State the number of lines in the records that contain "floret", with no other words.

TASK INPUTS below:

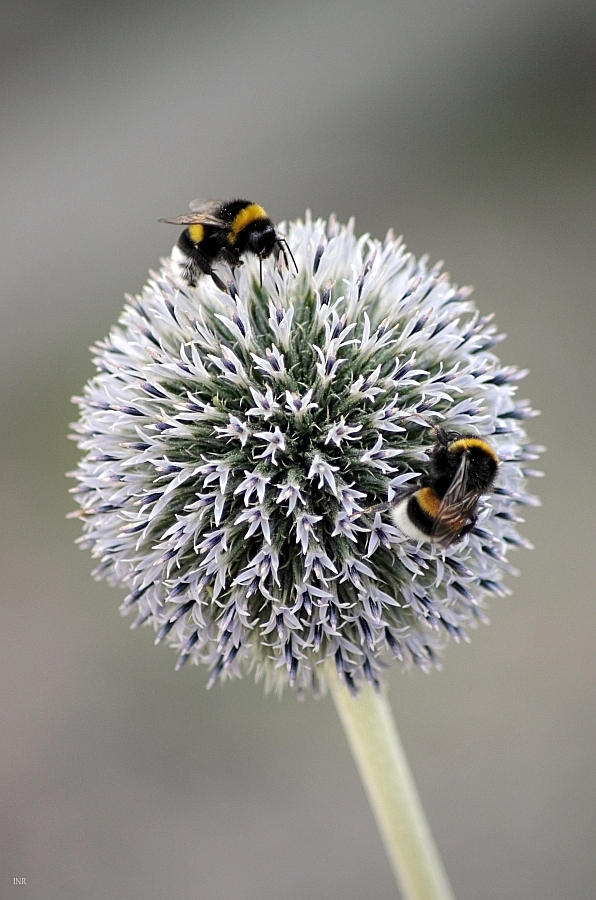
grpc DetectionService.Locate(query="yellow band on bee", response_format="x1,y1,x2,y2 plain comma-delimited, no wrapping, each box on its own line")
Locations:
187,224,205,245
416,486,442,517
227,204,268,244
448,437,499,465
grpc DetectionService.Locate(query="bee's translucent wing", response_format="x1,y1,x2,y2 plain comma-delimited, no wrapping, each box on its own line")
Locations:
431,452,481,545
158,200,225,228
157,215,206,225
188,199,227,225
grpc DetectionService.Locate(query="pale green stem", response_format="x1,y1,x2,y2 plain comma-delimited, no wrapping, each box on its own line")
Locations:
327,665,456,900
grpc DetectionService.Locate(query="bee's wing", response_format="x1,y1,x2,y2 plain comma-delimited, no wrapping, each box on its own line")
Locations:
159,200,225,228
431,452,480,545
188,199,227,224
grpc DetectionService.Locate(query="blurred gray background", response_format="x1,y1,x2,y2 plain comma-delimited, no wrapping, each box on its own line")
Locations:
1,0,594,897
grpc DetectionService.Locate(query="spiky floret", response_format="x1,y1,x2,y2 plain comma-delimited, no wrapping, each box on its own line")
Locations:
70,213,541,695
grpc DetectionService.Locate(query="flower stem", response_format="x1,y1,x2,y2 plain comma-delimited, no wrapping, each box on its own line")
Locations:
327,668,456,900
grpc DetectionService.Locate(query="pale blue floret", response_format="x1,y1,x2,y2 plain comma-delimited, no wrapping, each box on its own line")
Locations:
253,426,286,464
307,454,340,493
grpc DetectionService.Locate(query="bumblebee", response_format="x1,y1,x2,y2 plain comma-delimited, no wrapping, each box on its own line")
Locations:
370,428,499,546
159,198,296,290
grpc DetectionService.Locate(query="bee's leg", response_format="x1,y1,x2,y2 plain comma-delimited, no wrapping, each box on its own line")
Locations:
219,246,243,268
459,515,478,537
214,246,243,288
209,271,229,292
432,426,449,446
192,249,228,293
360,500,393,516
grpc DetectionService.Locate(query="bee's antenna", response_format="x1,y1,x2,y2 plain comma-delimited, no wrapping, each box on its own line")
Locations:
277,237,298,274
259,257,263,288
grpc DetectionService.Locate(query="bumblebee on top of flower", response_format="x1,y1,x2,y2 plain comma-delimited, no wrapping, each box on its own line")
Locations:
159,198,296,291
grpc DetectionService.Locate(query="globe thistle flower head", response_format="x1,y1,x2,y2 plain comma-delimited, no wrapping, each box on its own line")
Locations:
70,213,541,695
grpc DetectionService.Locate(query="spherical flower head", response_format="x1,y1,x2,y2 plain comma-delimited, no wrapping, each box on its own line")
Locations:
70,213,541,695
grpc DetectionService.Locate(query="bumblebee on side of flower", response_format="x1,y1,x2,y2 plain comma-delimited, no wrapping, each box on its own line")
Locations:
363,427,499,547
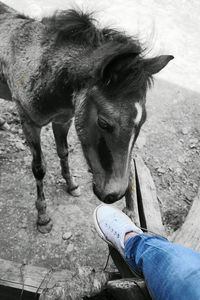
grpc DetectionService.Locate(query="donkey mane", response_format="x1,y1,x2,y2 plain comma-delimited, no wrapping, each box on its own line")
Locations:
40,9,153,97
41,9,143,51
41,9,103,46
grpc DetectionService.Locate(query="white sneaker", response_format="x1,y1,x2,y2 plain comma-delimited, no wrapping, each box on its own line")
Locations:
93,204,143,256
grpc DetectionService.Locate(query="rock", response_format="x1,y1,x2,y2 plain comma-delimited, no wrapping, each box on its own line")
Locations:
21,223,27,229
0,117,5,126
10,127,18,134
189,138,198,148
157,167,165,174
66,243,74,253
62,231,72,240
175,167,182,175
0,118,10,131
18,129,23,135
182,127,189,135
15,141,26,151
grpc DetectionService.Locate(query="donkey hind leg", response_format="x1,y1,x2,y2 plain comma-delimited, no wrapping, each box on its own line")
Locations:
52,121,81,197
22,121,53,233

End of TASK INPUTS.

YOUR SOLUTION> 2